## [Task 1]
Answer these questions using the excerpt about Pierpaolo Donati and the chapter's notes:
(a) From which university did Donati receive his Master's degree, and in what year?
(b) Since what year has Donati been a member of the Pontifical Academy of Social Sciences?
(c) According to note 1, which publisher issued Dopo la pandemia, and in what year?
## [Task 2]
Continue the excerpt about Pierpaolo Donati and the chapter's notes, picking up after its final note.

English translation of this chapter © Edizioni Santa Croce.

Additional information

Notes on contributors

Pierpaolo Donati

Pierpaolo Donati obtained a Master’s degree in Political Sciences from the University of Bologna in 1970. He then did research at the University of Milan and completed doctoral studies at University of Essex. From 1981 to 2016 he was full professor of sociology at the University of Bologna, as well as lecturing widely, including at the universities of Geneva, Gratz, Harvard, Paris Sorbonne, Warsaw, Moscow, and Navarra. Since 1997 he has been a member of the Pontifical Academy of Social Sciences. His focus is on relational sociology (or the ‘Relational Theory of Society'), seeking to understand the effect of globalization on societal change. He has published extensively. His books include Relational Sociology: A New Paradigm for the Social Sciences (Routledge 2011) and Transcending Modernity with Relational Thinking (Routledge 2021).

Notes

1 This and other mentions of Part II refer to the book Dopo la pandemia. Rigenerare la società con le relazioni, coauthored by Pierpaolo Donati and Giulio Maspero and published by Città Nuova in 2021, in which this chapter was originally published in Italian.

2 Romano Guardini writes (our translation): ‘First of all, this is a clash between me and something real. However, it does not happen like when I superficially collide with reality, when I mechanically relate to it, or when it takes place according to biological and psychological dynamics of action and reaction; but [it happens] when I ‘step back’ from reality, when I welcome it with a proper gaze, when I allow myself to be touched by its peculiarity, when I assume a position toward reality with my action […] Thus: the phenomenon of the encounter takes place on the foundation of freedom, of the radical possibility, entrusted to one’s own initiative, of entering into relation with everything or, on the contrary, rejecting it’ (Citation[1956] 1987).

3 It is essential to keep in mind the distinction between relating to the Other in an inter-human way (I-Thou) with respect to the role (I-It), because the more one falls from the first way into the second, the more people’s humanity tends to be obliterated. Let us keep this in mind when we talk later about the technological mediation of human relationships, which have virus-like effects because communication through the technological medium loses those elements of physical, visual, empathic, and experiential contact which interpersonal relationships have.

(Stored data entries)
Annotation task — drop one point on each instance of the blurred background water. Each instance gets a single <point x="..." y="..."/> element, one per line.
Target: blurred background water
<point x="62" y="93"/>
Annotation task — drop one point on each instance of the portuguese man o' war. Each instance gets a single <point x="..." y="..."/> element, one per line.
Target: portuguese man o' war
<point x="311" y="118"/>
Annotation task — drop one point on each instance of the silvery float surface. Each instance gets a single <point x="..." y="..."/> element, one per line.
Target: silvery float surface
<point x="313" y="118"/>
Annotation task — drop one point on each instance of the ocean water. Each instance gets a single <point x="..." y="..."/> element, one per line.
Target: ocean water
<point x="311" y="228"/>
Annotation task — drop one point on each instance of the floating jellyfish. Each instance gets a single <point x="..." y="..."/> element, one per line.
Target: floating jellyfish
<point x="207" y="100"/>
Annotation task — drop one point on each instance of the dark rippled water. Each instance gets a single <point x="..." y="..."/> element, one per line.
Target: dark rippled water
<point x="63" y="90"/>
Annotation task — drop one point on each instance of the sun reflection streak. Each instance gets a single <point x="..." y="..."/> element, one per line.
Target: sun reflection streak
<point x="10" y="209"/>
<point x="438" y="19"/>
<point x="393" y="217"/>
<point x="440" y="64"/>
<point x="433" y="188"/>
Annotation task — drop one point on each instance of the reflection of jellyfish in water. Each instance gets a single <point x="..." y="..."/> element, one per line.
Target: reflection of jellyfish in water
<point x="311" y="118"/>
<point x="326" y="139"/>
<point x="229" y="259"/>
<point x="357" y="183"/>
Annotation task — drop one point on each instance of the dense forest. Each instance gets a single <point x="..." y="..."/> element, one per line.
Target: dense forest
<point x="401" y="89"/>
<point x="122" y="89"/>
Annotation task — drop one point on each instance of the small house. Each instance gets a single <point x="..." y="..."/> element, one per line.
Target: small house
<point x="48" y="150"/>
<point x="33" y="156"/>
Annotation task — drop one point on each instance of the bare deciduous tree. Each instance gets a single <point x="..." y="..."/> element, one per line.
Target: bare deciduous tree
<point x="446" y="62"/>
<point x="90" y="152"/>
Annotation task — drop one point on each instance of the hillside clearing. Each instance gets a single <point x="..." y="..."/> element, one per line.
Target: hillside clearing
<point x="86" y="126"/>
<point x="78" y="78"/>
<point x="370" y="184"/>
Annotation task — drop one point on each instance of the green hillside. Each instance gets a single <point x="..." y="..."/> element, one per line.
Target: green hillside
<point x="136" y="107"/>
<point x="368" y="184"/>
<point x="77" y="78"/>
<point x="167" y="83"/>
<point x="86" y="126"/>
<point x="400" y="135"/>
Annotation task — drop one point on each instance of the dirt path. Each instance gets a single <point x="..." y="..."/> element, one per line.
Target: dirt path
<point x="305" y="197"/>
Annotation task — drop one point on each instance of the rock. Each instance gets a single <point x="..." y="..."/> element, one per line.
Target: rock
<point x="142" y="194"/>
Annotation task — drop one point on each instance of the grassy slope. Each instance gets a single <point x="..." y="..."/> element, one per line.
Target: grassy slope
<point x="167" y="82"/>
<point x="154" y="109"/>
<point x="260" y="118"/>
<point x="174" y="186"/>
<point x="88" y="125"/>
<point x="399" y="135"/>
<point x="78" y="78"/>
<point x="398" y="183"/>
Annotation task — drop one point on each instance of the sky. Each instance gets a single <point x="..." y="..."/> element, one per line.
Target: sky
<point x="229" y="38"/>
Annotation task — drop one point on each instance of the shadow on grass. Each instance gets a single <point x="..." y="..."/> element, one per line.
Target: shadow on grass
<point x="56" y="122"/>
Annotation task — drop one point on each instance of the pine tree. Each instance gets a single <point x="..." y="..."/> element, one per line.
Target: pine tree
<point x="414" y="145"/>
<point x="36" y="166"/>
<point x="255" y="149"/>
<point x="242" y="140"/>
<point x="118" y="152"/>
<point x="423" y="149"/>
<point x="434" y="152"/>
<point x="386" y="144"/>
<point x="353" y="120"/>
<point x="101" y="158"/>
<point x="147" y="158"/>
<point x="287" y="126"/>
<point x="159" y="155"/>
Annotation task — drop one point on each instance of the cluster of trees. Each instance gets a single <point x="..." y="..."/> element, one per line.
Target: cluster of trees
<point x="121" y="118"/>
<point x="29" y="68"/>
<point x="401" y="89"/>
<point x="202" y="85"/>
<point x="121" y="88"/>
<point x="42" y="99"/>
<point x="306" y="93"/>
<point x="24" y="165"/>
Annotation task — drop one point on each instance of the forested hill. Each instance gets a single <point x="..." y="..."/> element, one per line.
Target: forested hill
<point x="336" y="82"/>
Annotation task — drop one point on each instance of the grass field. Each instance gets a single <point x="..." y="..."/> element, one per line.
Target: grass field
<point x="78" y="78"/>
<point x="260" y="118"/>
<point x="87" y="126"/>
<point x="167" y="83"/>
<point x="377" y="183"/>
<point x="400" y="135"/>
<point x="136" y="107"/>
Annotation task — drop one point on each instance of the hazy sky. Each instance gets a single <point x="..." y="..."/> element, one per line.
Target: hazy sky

## [Answer 1]
(a) The University of Bologna, in 1970.
(b) Since 1997.
(c) Città Nuova, in 2021.

## [Answer 2]
4 I am referring to such authors as François Dépelteau, Olli Pyyhtinen, Tim Ingold, Bruno Latour, and many others who refuse to consider the fact that meaningful and vital relations for human persons have their own structure, which is certainly dynamic and not static, but which still involves the existence of a substantial good that cannot be expected as a mere result of fluid and random exchanges and transactions between individuals.

5 Edward Hall (1966) divides the proxemic space surrounding individuals into four circles. The first circle or ‘intimate distance’ (about 50 cm in radius) is the distance of embrace, comfort, or protection, so that within this space we only admit the people most closely related to us. The second circle (of about 120 cm in radius) is that of ‘personal distance’, in which we only admit people we know well and with whom we have relationships of friendship and trust. The third circle (up to three meters and 60 cm) is that of ‘social distance’ and constitutes the space of work and business relations, but also that of formal and impersonal relations in the outer part. Finally, there is the ‘public distance’, which is typical of assemblies or large audiences, such as company meetings or political conferences.

6 For a critique of Luhmann’s costructivism from the standpoint of critical and relational realism see Donati (Citation2006).

7 For a critique of these positions, see Al-Amoudi and Morgan (Citation2019).

8 It may be surprising to see that even Margaret Archer supports the thesis that robots can be friends with people because, in her opinion, there would be no difference between the relations between humans and between humans and robots: see Archer (2021).